Text passage =>
Content starts
Top Gun: Maverick, 2022, 130 mins, 4K UHD
Credit where it’s due, Tom Cruise has blockbuster movie making down to some arcane science now. There’s an old adage in Hollywood that nobody really knows what will prove a hit, and plenty of great movies have crashed and burned at the box office, but maybe Tom has sussed it out. Back when Mission Impossible: Rogue Nation (2015) came out, I remember thinking that it pretty much defined what a great Hollywood blockbuster should be, and then he went and did it again with Mission Impossible: Fallout (2018) and lo and behold, he’s done it again with Top Gun: Maverick (to the tune of nearly 1.5 billion dollars in a post-Covid world with cinemas struggling to get audiences to return: one has to wonder where the numbers would have ended up at in a ‘normal’ world).
Top Gun: Maverick almost makes me wonder what should define Great Cinema. All these films are inherently silly, escapist entertainment, but they are clearly so ruthlessly planned out to perfection, down to character arcs, dramatic structure, through to location shooting, stunts and visual effects… its just astonishing cinema. Its perhaps wrong to care about any off-key moments, because the films are absolutely brilliant rides: they just WORK. I do wonder where the particular magic lies- these films are not subtle at all and you can sense the character beats and what’s going to happen, I could comment about the clunky dialogue, how the romance between Maverick and Jennifer Connelly’s Penny feels like it intrudes from some other movie, and while in some films it might irritate there’s something about Cruise’s deft touch (or possibly that of the people he hires/works with) that results in us not getting annoyed and instead just going with it. Lately most Hollywood blockbusters irritate with forced virtue signalling and stupid scripts awkwardly executed, while Cruises last few projects just seem to soar.
Content ends
Problems and tasks =>
a) Return the part of the Top Gun: Maverick review that begins at the words "Top Gun: Maverick, 2022, 130" and stops after the words "a ‘normal’ world).".
b) Decide whether each statement agrees with the Top Gun: Maverick review, and give yes or no along with the review's deciding words: (i) the film earned nearly 1.5 billion dollars; (ii) the romance between Maverick and Penny fits naturally into the film; (iii) the films are described as not subtle at all.
The records come from a different source than the Top Gun: Maverick review.

Listed entries =>
Content starts
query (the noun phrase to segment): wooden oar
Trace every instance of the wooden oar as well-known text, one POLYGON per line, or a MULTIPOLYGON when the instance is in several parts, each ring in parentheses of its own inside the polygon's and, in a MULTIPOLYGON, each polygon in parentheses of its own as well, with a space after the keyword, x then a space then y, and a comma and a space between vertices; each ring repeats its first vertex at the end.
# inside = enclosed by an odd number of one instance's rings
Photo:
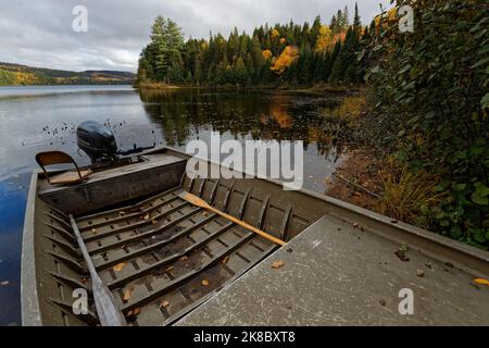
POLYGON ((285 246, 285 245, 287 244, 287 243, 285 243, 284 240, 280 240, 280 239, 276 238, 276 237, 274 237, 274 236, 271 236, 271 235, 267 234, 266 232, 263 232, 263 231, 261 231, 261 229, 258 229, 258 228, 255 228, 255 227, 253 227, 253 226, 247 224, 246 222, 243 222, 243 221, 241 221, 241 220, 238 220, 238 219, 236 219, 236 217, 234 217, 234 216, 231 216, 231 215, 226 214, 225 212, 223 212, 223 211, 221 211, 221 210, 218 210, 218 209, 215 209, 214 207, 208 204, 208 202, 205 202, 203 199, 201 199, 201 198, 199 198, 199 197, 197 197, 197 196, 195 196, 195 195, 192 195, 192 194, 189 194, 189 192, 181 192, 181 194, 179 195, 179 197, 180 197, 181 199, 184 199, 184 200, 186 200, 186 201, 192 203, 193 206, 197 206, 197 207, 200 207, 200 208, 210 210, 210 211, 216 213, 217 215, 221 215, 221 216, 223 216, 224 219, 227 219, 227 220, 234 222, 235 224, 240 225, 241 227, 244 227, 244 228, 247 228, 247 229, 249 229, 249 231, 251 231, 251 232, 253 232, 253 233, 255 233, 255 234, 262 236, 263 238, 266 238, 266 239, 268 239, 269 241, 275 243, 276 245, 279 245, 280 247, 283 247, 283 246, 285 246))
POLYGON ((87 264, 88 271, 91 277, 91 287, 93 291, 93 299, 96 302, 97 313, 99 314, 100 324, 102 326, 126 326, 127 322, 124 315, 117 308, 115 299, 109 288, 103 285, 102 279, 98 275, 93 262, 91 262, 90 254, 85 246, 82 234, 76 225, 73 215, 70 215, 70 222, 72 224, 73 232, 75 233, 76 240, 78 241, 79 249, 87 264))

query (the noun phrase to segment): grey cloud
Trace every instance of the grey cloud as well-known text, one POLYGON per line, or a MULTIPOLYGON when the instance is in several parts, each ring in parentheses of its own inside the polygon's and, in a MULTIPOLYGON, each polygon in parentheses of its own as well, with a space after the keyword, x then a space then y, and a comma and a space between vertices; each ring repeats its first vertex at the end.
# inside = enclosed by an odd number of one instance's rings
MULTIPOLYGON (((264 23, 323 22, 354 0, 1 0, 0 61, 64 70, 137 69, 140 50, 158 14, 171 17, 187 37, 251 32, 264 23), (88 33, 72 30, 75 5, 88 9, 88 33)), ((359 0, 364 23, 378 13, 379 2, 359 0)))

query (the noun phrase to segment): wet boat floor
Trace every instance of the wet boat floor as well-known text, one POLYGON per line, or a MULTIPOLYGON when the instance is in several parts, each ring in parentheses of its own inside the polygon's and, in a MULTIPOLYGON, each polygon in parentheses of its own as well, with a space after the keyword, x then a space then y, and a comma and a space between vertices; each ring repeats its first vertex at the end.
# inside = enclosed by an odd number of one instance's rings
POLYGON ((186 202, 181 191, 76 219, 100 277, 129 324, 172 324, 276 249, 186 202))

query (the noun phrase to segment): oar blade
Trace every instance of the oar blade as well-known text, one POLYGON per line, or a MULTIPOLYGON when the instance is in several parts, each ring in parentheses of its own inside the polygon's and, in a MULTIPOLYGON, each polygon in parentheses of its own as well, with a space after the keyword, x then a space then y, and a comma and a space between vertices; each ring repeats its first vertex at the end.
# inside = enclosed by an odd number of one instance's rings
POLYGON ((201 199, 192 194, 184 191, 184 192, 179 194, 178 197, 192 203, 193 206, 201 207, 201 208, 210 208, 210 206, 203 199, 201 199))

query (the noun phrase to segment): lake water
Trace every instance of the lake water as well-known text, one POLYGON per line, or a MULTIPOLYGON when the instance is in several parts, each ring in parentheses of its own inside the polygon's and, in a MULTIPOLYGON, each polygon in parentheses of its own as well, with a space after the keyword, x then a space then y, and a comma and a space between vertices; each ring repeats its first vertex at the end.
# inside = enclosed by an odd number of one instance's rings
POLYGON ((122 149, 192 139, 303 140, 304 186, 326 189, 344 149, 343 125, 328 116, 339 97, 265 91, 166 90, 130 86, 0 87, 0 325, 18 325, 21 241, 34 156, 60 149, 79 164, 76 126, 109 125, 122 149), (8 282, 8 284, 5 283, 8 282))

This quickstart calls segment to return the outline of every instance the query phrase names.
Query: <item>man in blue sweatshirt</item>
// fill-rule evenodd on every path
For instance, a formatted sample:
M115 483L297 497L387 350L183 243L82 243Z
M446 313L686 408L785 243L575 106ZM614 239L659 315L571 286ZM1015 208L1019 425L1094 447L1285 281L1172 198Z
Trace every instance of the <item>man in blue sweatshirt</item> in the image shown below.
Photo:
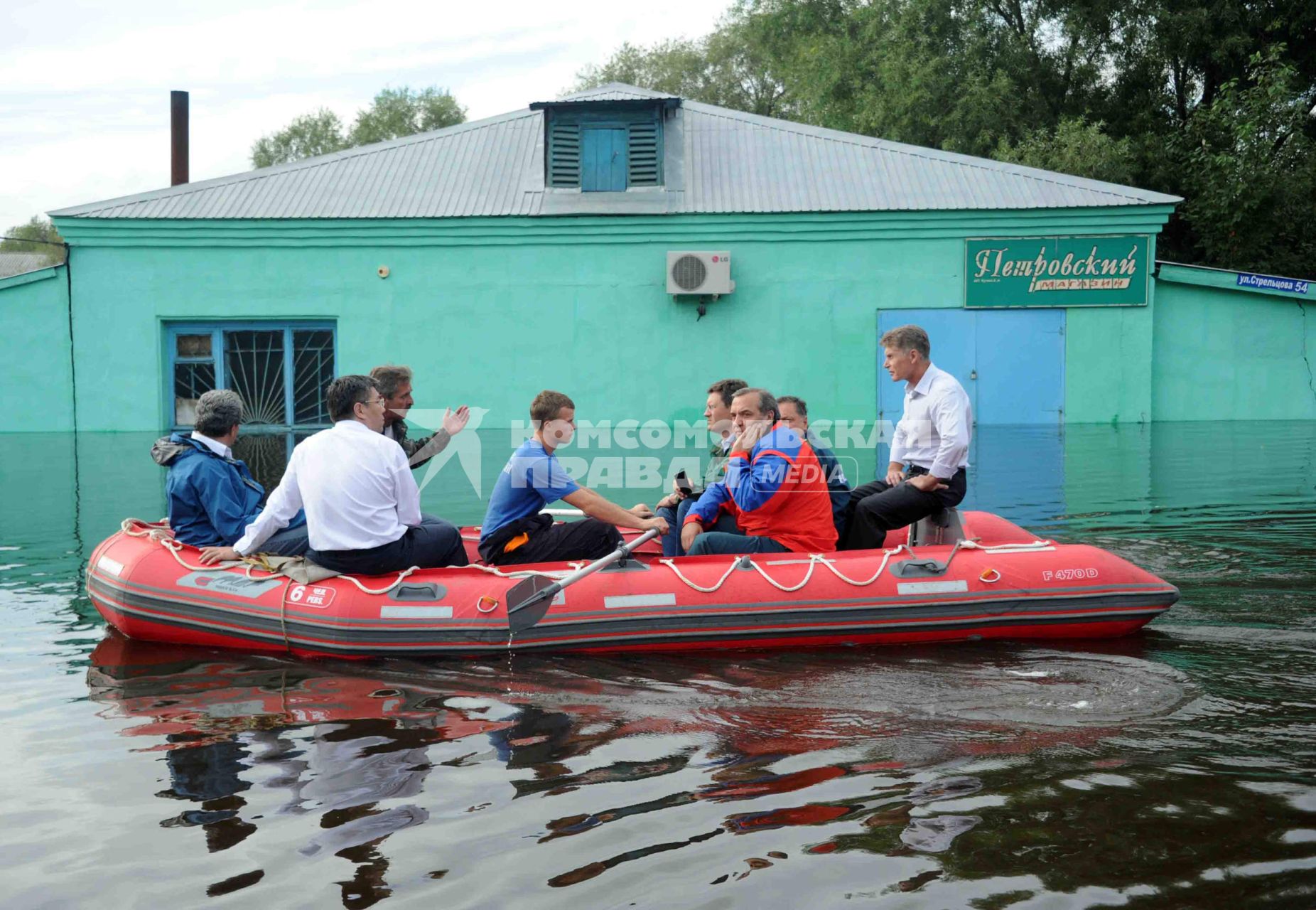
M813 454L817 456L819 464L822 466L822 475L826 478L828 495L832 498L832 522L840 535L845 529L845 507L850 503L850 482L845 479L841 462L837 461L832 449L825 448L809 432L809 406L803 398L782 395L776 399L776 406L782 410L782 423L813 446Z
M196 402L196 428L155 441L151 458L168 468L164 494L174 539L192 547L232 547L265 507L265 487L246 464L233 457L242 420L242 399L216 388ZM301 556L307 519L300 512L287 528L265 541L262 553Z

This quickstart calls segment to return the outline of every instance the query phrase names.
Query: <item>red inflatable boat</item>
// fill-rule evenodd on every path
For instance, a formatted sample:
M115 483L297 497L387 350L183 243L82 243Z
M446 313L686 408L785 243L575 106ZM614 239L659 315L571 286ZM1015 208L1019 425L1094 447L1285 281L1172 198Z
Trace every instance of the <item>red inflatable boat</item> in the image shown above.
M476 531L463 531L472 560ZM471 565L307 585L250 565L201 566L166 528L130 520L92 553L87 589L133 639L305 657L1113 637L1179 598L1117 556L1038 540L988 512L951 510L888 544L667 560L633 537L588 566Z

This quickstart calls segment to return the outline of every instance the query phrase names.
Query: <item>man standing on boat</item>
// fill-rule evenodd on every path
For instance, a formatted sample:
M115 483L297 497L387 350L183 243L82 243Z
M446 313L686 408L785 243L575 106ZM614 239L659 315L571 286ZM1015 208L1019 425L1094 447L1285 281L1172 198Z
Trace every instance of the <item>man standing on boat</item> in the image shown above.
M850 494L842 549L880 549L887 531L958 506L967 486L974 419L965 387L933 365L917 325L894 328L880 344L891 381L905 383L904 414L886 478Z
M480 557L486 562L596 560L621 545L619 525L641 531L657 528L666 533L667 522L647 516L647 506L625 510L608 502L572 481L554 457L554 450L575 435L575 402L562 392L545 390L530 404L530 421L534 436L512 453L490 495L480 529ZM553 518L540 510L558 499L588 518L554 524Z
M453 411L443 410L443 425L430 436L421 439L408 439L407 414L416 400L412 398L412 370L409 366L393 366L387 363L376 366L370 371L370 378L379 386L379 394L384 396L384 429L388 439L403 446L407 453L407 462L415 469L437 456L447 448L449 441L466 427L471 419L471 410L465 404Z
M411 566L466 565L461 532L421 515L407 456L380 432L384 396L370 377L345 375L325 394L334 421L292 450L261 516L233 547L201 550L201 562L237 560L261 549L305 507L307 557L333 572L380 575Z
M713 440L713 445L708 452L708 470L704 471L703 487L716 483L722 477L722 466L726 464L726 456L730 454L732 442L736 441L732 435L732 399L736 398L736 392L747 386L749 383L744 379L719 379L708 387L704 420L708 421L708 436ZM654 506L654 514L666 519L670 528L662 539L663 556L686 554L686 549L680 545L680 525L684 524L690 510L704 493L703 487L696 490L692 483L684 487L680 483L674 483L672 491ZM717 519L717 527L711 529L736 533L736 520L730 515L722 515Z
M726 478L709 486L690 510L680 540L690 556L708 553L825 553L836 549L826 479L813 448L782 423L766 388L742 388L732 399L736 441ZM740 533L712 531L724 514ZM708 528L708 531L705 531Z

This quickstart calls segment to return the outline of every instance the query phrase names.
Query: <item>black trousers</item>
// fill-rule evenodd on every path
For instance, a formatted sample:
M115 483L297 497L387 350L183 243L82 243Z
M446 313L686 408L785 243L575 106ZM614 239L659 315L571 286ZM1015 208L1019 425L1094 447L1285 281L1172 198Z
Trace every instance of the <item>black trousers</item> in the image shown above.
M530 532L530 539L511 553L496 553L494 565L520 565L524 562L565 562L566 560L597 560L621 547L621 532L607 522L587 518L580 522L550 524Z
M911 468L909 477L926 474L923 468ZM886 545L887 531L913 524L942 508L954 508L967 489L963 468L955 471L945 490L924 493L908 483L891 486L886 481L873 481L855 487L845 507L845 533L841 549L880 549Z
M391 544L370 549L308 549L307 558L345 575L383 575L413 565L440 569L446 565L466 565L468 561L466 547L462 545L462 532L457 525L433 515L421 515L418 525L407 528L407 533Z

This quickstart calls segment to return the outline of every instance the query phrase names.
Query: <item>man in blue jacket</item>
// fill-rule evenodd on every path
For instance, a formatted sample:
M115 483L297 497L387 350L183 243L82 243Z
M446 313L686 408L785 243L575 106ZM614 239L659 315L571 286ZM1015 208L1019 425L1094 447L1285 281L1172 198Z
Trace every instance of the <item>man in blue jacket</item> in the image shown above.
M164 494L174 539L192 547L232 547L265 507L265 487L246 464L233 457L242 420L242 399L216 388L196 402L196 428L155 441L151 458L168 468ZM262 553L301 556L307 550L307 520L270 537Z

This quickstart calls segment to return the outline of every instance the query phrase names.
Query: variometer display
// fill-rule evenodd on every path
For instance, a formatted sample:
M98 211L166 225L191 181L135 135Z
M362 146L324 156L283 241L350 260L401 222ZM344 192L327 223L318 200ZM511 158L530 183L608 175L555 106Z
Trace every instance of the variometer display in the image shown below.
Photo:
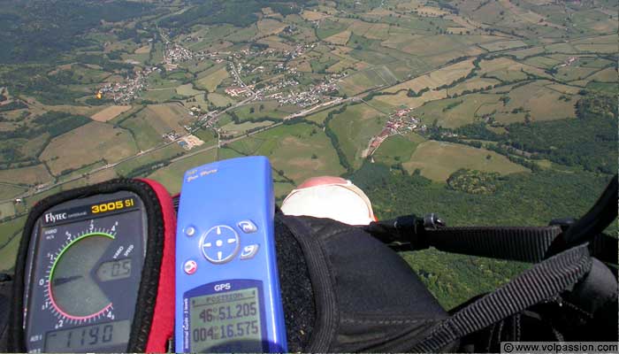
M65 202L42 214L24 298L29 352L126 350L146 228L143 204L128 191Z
Content ends
Answer set =>
a)
Top Gun: Maverick, 2022, 130 mins, 4K UHD
Credit where it’s due, Tom Cruise has blockbuster movie making down to some arcane science now. There’s an old adage in Hollywood that nobody really knows what will prove a hit, and plenty of great movies have crashed and burned at the box office, but maybe Tom has sussed it out. Back when Mission Impossible: Rogue Nation (2015) came out, I remember thinking that it pretty much defined what a great Hollywood blockbuster should be, and then he went and did it again with Mission Impossible: Fallout (2018) and lo and behold, he’s done it again with Top Gun: Maverick (to the tune of nearly 1.5 billion dollars in a post-Covid world with cinemas struggling to get audiences to return: one has to wonder where the numbers would have ended up at in a ‘normal’ world).

b)
(i) Yes: "to the tune of nearly 1.5 billion dollars"
(ii) No: "the romance between Maverick and Jennifer Connelly’s Penny feels like it intrudes from some other movie"
(iii) Yes: "these films are not subtle at all"